### Importing libraries

In [1]:
from modules.stemmer import *
from modules.ngrams_extractor import *
from modules.assembler import *
import time

In [2]:
rng = np.random.default_rng(seed=42)

### Selecting a language and loading the data

#### Loading the training data

In [3]:
trn_file_path = 'task0-data/DEVELOPMENT-LANGUAGES/oto-manguean/zpv.trn'
with open(trn_file_path, encoding='utf8') as f:
    trn_data = f.read().split('\n')
    trn_data = [sent.split('\t') for sent in trn_data]
    trn_data.pop(-1)
trn_data = np.array(trn_data)
len(trn_data)

805

#### Loading the validation data

In [4]:
val_file_path = 'task0-data/DEVELOPMENT-LANGUAGES/oto-manguean/zpv.dev'
with open(val_file_path, encoding='utf8') as f:
    val_data = f.read().split('\n')
    val_data = [sent.split('\t') for sent in val_data]
    val_data.pop(-1)
val_data = np.array(val_data)
# permutation = rng.permutation(len(val_data)).astype(int)
# val_data = val_data[permutation][:100]
len(val_data)

113

#### Loading the test data

In [5]:
tst_file_path = 'task0-data/DEVELOPMENT-LANGUAGES/oto-manguean/zpv.tst'
with open(tst_file_path, encoding='utf8') as f:
    tst_data = f.read().split('\n')
    tst_data = [sent.split('\t') for sent in tst_data]
    tst_data.pop(-1)
tst_data = np.array(tst_data)
#tst_data = tst_data[:1000]
len(tst_data)

228

### Optimizing the hyper-parameters on the validation set

In [6]:
n_neighbors_values = [1,2,3,4,5]
niter_values = [3,4,5]
threshold_values = [0.1,0.3,0.4,0.5,0.6]

perf = {}
min_dist = np.inf
min_dist_params = None
max_acc = 0
max_acc_params = None

i = 0

start = time.time()

for n_neighbors in n_neighbors_values:
    for niter in niter_values:
        for threshold in threshold_values:
            
            #print(n_neighbors,niter,threshold)
            
            i +=1
            if i % 10 == 0: print(i)
            
            # Fitting the Stemmer
            stemmer = Stemmer(n_neighbors)

** What you need to do **
List every file path that the notebook above opens to load data.

** Information shown **

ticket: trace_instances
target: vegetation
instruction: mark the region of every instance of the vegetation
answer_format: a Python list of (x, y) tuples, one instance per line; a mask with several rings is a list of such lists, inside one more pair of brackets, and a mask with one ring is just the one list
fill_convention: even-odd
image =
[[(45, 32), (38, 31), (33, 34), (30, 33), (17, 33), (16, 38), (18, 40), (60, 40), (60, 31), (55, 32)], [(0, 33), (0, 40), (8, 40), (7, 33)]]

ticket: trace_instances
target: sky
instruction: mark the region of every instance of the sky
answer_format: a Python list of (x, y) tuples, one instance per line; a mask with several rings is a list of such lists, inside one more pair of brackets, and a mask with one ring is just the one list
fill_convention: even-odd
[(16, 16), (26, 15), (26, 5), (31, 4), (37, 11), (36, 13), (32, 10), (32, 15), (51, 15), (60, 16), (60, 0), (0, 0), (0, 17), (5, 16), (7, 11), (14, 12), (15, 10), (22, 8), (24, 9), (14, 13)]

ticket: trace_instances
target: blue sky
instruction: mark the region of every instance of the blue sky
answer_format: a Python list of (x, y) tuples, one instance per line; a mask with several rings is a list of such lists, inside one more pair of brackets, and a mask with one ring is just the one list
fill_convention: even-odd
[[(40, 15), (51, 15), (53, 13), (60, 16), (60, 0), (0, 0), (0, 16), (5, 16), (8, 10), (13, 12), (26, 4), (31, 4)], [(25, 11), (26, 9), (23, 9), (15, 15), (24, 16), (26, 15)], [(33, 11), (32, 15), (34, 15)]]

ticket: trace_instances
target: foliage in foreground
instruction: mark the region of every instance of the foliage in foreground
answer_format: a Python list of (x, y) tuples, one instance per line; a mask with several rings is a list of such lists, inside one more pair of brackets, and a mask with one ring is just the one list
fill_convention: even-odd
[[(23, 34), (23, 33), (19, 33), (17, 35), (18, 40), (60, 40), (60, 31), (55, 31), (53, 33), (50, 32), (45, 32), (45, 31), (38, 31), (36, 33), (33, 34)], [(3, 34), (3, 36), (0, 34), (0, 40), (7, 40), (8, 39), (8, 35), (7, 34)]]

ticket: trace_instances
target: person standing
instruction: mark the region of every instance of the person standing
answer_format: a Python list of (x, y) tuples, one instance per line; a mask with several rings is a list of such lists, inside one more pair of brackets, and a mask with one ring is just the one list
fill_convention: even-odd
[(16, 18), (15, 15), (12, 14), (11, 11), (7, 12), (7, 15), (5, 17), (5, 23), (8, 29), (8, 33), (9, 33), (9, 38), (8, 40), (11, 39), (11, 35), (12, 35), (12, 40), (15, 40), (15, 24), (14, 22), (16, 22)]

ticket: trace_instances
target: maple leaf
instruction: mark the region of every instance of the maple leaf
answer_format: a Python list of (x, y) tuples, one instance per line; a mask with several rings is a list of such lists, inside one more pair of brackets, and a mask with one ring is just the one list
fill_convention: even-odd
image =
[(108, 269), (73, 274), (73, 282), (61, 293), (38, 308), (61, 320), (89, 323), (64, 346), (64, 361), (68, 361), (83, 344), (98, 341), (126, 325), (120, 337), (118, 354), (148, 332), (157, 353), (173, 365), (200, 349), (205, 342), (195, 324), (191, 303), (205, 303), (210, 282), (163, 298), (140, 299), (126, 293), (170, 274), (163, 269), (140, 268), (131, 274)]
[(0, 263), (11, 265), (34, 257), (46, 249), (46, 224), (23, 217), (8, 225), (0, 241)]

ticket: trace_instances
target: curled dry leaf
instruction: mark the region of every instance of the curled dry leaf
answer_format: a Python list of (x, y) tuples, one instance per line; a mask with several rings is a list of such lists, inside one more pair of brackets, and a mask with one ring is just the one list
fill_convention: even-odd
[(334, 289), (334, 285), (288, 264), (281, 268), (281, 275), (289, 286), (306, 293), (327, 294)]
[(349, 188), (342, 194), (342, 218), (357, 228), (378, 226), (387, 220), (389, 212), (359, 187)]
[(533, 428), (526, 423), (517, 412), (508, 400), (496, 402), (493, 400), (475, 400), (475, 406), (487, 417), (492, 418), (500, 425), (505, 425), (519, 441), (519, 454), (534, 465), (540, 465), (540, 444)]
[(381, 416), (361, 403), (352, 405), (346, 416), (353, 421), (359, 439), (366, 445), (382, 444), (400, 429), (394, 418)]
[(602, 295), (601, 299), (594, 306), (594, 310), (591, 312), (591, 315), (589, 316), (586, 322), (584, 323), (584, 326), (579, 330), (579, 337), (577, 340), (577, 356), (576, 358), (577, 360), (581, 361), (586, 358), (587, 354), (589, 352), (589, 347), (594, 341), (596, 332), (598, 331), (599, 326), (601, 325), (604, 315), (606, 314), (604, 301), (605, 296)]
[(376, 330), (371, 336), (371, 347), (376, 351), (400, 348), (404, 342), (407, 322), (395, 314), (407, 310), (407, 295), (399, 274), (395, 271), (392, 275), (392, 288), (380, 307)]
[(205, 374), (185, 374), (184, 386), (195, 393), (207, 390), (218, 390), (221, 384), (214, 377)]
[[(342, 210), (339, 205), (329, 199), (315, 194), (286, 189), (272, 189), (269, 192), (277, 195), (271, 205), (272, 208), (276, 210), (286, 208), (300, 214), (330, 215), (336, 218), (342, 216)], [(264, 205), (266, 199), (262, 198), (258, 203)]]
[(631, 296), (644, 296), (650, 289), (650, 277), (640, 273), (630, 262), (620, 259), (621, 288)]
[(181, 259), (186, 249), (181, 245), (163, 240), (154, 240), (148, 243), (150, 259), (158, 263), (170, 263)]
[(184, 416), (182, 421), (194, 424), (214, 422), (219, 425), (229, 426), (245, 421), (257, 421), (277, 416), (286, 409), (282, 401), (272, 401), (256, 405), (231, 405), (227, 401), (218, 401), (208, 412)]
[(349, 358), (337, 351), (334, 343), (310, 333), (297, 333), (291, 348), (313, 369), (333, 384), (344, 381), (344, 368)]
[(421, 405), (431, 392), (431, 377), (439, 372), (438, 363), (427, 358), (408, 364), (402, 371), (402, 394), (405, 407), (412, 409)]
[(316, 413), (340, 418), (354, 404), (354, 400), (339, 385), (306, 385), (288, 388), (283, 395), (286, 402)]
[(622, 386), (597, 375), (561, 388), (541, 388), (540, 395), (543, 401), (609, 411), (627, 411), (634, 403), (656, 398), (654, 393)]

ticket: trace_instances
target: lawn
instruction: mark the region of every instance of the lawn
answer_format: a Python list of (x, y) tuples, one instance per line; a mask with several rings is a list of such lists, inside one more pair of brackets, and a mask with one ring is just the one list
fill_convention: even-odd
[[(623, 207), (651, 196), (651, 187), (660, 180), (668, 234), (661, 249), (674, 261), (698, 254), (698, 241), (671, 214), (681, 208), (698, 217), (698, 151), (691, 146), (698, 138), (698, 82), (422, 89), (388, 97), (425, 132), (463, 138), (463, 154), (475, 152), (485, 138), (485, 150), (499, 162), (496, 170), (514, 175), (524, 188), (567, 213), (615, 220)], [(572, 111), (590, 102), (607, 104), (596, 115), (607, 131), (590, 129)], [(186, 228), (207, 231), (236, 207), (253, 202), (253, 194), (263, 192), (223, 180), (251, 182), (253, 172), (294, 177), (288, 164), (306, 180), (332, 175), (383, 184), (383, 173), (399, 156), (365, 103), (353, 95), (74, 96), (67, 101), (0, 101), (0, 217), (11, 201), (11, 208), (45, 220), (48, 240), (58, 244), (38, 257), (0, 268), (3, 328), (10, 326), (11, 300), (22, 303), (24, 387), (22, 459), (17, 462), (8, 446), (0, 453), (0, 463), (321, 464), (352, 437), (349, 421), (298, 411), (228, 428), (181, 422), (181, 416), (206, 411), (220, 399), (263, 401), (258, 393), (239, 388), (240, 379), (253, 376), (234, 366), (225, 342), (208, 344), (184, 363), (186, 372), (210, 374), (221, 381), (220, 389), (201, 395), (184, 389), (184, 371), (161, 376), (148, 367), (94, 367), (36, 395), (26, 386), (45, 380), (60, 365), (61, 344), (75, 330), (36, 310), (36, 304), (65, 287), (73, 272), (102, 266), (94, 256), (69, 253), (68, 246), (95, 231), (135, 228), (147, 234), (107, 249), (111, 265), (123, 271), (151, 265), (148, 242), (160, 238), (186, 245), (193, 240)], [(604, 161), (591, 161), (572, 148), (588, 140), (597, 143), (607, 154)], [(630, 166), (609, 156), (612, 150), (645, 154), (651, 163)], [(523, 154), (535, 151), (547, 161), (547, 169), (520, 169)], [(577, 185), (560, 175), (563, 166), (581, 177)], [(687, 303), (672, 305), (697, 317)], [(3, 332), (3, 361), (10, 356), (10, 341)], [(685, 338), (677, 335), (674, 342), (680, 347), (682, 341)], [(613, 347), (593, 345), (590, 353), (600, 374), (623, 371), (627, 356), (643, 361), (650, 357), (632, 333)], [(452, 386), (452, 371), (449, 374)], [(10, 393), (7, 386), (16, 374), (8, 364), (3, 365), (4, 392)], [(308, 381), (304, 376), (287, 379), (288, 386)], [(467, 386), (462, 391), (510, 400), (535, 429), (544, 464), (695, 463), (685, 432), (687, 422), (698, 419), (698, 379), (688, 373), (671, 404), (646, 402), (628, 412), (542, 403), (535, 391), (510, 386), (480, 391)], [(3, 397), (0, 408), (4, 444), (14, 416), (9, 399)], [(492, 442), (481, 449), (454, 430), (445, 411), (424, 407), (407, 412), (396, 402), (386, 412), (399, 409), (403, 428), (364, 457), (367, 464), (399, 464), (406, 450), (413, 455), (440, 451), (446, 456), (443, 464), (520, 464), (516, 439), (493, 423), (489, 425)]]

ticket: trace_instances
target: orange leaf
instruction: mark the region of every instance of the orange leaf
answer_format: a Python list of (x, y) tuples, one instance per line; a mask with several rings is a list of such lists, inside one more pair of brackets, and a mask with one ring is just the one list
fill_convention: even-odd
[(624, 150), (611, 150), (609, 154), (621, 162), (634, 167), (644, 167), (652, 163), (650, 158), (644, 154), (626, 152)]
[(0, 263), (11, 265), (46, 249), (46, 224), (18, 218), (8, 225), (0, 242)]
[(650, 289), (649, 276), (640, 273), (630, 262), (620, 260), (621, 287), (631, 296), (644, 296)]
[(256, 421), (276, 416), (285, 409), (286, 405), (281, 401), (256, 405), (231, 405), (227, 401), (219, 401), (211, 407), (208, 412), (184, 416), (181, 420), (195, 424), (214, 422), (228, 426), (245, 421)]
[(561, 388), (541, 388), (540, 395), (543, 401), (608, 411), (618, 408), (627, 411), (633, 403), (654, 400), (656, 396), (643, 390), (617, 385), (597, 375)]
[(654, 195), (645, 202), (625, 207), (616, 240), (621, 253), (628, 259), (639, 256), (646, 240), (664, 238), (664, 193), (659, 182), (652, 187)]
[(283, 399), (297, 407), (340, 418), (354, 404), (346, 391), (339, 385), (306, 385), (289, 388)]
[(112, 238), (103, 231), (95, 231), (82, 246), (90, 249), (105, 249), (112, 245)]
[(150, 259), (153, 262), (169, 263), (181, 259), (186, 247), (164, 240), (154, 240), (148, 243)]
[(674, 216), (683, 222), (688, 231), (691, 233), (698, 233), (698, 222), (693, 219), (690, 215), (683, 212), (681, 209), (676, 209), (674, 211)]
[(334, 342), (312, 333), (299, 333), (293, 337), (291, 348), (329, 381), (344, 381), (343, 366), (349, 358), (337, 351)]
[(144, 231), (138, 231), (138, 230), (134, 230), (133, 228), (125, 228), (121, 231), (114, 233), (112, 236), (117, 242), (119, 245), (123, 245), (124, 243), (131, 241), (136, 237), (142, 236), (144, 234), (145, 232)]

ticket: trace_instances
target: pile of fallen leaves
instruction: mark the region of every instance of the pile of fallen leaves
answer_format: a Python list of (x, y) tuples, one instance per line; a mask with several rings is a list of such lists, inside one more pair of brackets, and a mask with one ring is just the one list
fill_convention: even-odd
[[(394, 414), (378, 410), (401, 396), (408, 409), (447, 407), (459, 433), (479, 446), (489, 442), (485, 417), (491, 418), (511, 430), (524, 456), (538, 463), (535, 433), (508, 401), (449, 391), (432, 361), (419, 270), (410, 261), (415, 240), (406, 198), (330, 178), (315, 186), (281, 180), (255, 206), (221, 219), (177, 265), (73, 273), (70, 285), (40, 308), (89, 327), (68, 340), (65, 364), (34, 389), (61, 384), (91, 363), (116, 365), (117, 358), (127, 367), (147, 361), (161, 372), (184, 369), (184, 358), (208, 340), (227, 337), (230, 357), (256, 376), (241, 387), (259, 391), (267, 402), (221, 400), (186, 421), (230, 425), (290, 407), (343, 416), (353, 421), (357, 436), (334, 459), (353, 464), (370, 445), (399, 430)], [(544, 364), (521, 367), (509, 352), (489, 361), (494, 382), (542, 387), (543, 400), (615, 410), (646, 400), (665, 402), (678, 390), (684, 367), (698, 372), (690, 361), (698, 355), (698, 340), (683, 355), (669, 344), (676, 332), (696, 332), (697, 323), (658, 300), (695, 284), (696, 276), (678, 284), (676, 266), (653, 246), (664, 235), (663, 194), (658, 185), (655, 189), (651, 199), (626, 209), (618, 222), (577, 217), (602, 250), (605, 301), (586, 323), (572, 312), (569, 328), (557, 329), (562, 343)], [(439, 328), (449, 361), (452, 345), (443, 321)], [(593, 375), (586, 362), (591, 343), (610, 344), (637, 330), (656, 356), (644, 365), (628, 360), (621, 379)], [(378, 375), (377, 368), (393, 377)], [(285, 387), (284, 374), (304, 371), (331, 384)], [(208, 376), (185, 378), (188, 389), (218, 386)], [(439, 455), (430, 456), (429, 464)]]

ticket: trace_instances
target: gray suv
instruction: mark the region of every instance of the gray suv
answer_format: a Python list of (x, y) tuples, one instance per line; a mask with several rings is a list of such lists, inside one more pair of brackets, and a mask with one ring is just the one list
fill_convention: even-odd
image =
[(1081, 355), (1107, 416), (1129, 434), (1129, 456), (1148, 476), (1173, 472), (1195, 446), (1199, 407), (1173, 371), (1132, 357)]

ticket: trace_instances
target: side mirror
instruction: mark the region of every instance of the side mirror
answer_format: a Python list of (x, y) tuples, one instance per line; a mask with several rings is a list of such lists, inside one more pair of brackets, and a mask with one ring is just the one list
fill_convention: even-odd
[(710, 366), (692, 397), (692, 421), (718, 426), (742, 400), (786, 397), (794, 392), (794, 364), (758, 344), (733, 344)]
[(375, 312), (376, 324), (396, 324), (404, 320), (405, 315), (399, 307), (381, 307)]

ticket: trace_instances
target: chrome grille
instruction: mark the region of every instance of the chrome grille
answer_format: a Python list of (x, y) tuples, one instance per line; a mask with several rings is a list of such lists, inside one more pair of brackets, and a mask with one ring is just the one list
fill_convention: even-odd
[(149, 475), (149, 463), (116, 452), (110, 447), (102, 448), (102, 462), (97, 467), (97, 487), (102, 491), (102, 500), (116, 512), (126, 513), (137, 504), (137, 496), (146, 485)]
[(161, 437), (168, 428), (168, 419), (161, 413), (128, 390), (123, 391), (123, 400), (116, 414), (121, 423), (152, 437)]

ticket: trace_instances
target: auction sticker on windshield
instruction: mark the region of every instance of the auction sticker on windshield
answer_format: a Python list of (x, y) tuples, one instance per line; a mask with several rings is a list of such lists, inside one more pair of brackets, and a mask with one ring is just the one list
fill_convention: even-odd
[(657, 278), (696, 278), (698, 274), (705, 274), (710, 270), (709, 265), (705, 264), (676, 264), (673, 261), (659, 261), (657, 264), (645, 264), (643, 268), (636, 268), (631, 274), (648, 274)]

** Exercise result **
- task0-data/DEVELOPMENT-LANGUAGES/oto-manguean/zpv.trn
- task0-data/DEVELOPMENT-LANGUAGES/oto-manguean/zpv.dev
- task0-data/DEVELOPMENT-LANGUAGES/oto-manguean/zpv.tst